**TEKS HASIL EKSTRAKSI**

┌──

Pandangan Yan Warinussy dan Ijie Terkait Fraksi Otsus Dinilai “Pembohongan Publik”

1491
Yan Yoteni
Yan Yoteni

MANOKWARI, PapuaSatu.com – Ketua Fraksi Otonomi Khusus (Otsus) DPR Papua Barat, Yan Yoteni menilai pandangan tokoh politik dan praktisi hukum tentang Fraksi dan pencalonan anggota DPR Fraksi Otsus masih sepenggal-sepenggal dan terkesan “pembohongan public”.

“Seperti pandangan saudara Jimmy DIjie dan Yan Warinussy. Kami anggap bahwa itu sah-sah saja, karena setiap warga negara miliki ruang untuk berekspresi mengeluarkan pendapatnya, selama pendapat tersebut tidak mengkaburkan atau berisi tentang pembohongan publik,”katanya kepada wartawan, di Manokwari, Senin (10/09/2018).

Namun, menurut Yoteni, apabila pandangan tersebut adalah pengkaburan atau berisi tentang pembongan publik maka sangat disayangkan. “Putusan mahkamah konstitusi (MK)116 itu adalah bukan merupakan perjuangan Yan Warinussy sebagai praktisi hukum,”tegas Yoteni.

Ia menjelaskan, MK 116 adalah perjuangan barisan merah putih (BMP) bersama Ramses Ohe, Yohanes Nusi, Sahaji Refideso. Mereka inilah yang mengerti, karena memang mereka yang melakukan gugatan ke MK terkait pasal 6 ayat 2 yang berbunyi anggota DPRP adalah dipilih dan diangkat.

“Nah, yang diangkat ini ada dimana dan kenapa tidak pernah ada. Sejak pileg tahun 2004 seharusnya sudah diangkat, tetapi tidak sampai masuk tahun 2009-2014 juga tidak ada,”jelas Yoteni.

Yoteni menyebutkan bahwa BMP dan beberapa orang lainnya mereka menggugat di MK dan salah satunya yang ditanyakan adalah kursi Otsus.

“Tapi rupanya dalam persidangan MK waktu itu, gugatan teman-teman ini menang. Kenapa mereka menang, karena dalam penelitian MK rupaya selama 2004 sampai dengan 2014 kursi pengangkatan di caplok oleh partai politik,”jelasnya.

Lanjut dia, dikelurkannya afirmasi politik yakni pertama Provinsi Aceh  membentuk partai politik lokal. Sedangkan Provinsi Papua dan Papua Barat segera membentuk Perdasus untuk melaksanakan pasal 6 ayat 2 tersebut.

“Pertayaannya, bagaimana dengan yang sudah duduk saat ini dari 2009-2014, kalau kursi dikembalikan bagaimana. Nah, MK berpikir bahwa tinggal satu tahun yaitu 2013 berakhir. Maka disitu ada isi yang namanya Enmalik yang artinya berlaku sekali,”tutur dia.

└──

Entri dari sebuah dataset
┌──

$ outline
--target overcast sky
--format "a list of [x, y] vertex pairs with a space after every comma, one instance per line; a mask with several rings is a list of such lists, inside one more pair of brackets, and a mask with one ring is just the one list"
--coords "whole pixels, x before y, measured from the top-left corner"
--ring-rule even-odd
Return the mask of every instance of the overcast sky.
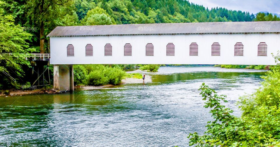
[[221, 7], [255, 14], [268, 11], [280, 14], [280, 0], [189, 0], [190, 3], [203, 5], [209, 8]]

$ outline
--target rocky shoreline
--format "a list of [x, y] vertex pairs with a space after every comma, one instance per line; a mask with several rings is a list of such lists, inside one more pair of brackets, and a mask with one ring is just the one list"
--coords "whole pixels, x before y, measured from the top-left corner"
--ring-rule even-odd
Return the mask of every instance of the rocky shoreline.
[[[146, 70], [137, 70], [134, 71], [127, 72], [129, 73], [140, 73], [142, 75], [146, 74], [148, 73]], [[146, 75], [145, 76], [145, 83], [152, 82], [152, 77], [150, 76]], [[134, 78], [127, 78], [122, 80], [120, 84], [132, 84], [142, 83], [143, 80], [142, 79], [137, 79]], [[100, 89], [102, 88], [112, 87], [114, 85], [110, 84], [107, 84], [104, 85], [99, 86], [90, 86], [88, 85], [80, 85], [75, 86], [75, 88], [78, 90], [88, 90]], [[16, 90], [10, 91], [10, 94], [6, 95], [0, 94], [0, 96], [4, 96], [8, 97], [9, 96], [21, 96], [23, 95], [34, 94], [41, 94], [48, 93], [49, 94], [58, 93], [61, 93], [57, 90], [53, 89], [34, 89], [33, 90], [27, 90], [23, 91], [22, 90]]]

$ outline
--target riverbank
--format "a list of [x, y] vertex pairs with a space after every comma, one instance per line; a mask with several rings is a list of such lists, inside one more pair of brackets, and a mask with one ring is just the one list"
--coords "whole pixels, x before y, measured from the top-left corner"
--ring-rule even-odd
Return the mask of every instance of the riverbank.
[[[128, 73], [133, 74], [139, 73], [142, 75], [146, 74], [149, 72], [147, 70], [137, 70], [133, 71], [126, 72]], [[127, 77], [122, 80], [120, 84], [142, 83], [143, 82], [142, 78], [138, 79], [134, 77]], [[150, 76], [146, 75], [145, 76], [145, 83], [152, 82], [152, 77]], [[111, 84], [107, 84], [99, 86], [91, 86], [88, 85], [78, 85], [75, 86], [74, 88], [78, 90], [89, 90], [100, 89], [103, 88], [112, 87], [114, 85]], [[55, 94], [61, 93], [61, 92], [53, 89], [41, 89], [31, 90], [15, 90], [9, 91], [10, 94], [8, 95], [0, 94], [0, 96], [8, 97], [9, 96], [21, 96], [24, 95], [41, 94], [44, 93]]]

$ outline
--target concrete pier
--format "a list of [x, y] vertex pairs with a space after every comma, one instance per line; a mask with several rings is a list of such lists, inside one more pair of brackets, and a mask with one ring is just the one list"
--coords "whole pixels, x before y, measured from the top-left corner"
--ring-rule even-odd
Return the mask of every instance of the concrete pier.
[[74, 91], [73, 65], [54, 65], [53, 87], [60, 91]]

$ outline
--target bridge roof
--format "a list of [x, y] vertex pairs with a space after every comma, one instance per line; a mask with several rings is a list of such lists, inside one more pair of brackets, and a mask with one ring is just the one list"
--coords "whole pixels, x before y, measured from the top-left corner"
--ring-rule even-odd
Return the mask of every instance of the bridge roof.
[[48, 37], [192, 33], [280, 32], [280, 21], [57, 26]]

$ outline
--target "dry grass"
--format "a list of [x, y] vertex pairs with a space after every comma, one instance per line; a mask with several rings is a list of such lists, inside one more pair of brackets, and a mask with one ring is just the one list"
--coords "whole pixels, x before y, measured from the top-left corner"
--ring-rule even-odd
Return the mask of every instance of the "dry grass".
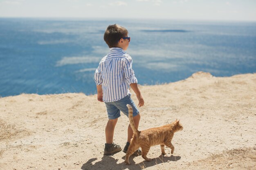
[[0, 119], [0, 141], [21, 137], [29, 135], [30, 133], [24, 129], [19, 129], [15, 125], [7, 124]]
[[255, 170], [256, 148], [225, 150], [222, 153], [213, 154], [205, 159], [194, 162], [191, 165], [196, 169], [204, 167], [204, 169], [209, 170]]

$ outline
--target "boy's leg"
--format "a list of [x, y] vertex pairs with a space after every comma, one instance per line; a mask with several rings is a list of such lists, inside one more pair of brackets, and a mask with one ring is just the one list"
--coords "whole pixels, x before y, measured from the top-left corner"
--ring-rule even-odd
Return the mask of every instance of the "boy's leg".
[[115, 128], [117, 124], [118, 119], [118, 118], [108, 119], [105, 128], [106, 144], [112, 144], [113, 143]]
[[114, 132], [118, 117], [120, 116], [120, 110], [111, 103], [105, 102], [108, 112], [108, 121], [105, 128], [106, 144], [104, 149], [104, 155], [112, 155], [121, 151], [121, 146], [113, 142]]
[[[138, 129], [138, 128], [139, 127], [139, 123], [140, 119], [140, 115], [139, 114], [138, 114], [133, 117], [133, 120], [134, 121], [135, 126], [137, 129]], [[130, 124], [129, 124], [129, 126], [128, 126], [128, 134], [127, 141], [130, 143], [131, 140], [132, 138], [132, 135], [133, 135], [133, 131], [132, 131], [132, 128], [131, 127]]]
[[121, 146], [113, 142], [115, 128], [117, 122], [118, 118], [113, 119], [109, 119], [106, 128], [105, 133], [106, 135], [106, 144], [104, 149], [104, 155], [112, 155], [121, 151], [122, 148]]

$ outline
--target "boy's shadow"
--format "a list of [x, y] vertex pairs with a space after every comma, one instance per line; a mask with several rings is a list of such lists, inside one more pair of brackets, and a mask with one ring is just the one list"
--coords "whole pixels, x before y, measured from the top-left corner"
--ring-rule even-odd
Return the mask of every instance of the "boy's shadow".
[[[109, 156], [104, 155], [101, 158], [101, 160], [97, 162], [94, 163], [92, 163], [97, 159], [97, 158], [92, 158], [89, 159], [86, 163], [84, 163], [81, 167], [83, 170], [101, 170], [101, 169], [112, 169], [113, 170], [124, 170], [128, 168], [130, 170], [137, 170], [145, 168], [147, 167], [154, 166], [159, 163], [167, 162], [170, 161], [177, 161], [180, 159], [180, 156], [175, 156], [171, 155], [170, 157], [163, 156], [161, 155], [159, 157], [152, 159], [152, 161], [148, 162], [144, 161], [139, 163], [135, 164], [133, 161], [135, 156], [131, 156], [130, 157], [130, 165], [128, 166], [123, 162], [117, 163], [118, 159], [115, 159], [112, 157]], [[125, 156], [122, 157], [124, 159]]]

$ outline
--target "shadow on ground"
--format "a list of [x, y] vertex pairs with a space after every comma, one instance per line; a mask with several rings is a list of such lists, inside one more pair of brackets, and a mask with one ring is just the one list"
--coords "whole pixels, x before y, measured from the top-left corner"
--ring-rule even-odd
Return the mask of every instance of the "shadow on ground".
[[[141, 170], [147, 167], [154, 166], [159, 163], [167, 162], [168, 161], [177, 161], [180, 159], [180, 156], [174, 156], [171, 155], [170, 157], [163, 156], [160, 155], [158, 157], [152, 159], [150, 162], [147, 162], [144, 161], [139, 163], [135, 164], [133, 161], [135, 156], [131, 156], [130, 157], [130, 165], [126, 165], [124, 161], [119, 163], [117, 163], [118, 159], [110, 156], [104, 155], [101, 158], [101, 160], [96, 161], [97, 158], [92, 158], [89, 159], [86, 163], [83, 165], [81, 169], [83, 170], [101, 170], [101, 169], [111, 169], [113, 170], [124, 170], [128, 168], [130, 170]], [[122, 159], [124, 160], [125, 156]]]

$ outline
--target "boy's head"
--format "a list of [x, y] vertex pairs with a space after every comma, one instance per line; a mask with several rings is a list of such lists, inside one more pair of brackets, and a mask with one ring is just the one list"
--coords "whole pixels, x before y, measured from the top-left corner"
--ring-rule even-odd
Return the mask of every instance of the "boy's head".
[[[105, 31], [104, 40], [109, 48], [117, 47], [121, 48], [123, 47], [122, 46], [124, 45], [124, 48], [127, 49], [128, 47], [130, 39], [123, 39], [123, 38], [127, 37], [128, 36], [128, 31], [125, 28], [117, 24], [110, 25]], [[126, 41], [127, 42], [126, 42]], [[124, 50], [125, 50], [126, 49]]]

└──

**TUGAS LATIHAN**
a - Tulis ulang bagian teks tentang Fraksi Otsus, mulai dari "Pandangan Yan Warinussy" sampai "Manokwari, Senin (10/09/2018).". Ganti "Fraksi Otsus" dengan "Fraksi Otonomi Khusus".
b - Dalam teks tentang Fraksi Otsus, siapa saja yang disebut memperjuangkan putusan MK 116 bersama barisan merah putih (BMP)?

**HASIL LATIHAN**
a -
Pandangan Yan Warinussy dan Ijie Terkait Fraksi Otonomi Khusus Dinilai “Pembohongan Publik”

1491
Yan Yoteni
Yan Yoteni

MANOKWARI, PapuaSatu.com – Ketua Fraksi Otonomi Khusus (Otsus) DPR Papua Barat, Yan Yoteni menilai pandangan tokoh politik dan praktisi hukum tentang Fraksi dan pencalonan anggota DPR Fraksi Otonomi Khusus masih sepenggal-sepenggal dan terkesan “pembohongan public”.

“Seperti pandangan saudara Jimmy DIjie dan Yan Warinussy. Kami anggap bahwa itu sah-sah saja, karena setiap warga negara miliki ruang untuk berekspresi mengeluarkan pendapatnya, selama pendapat tersebut tidak mengkaburkan atau berisi tentang pembohongan publik,”katanya kepada wartawan, di Manokwari, Senin (10/09/2018).

b - Ramses Ohe, Yohanes Nusi, dan Sahaji Refideso.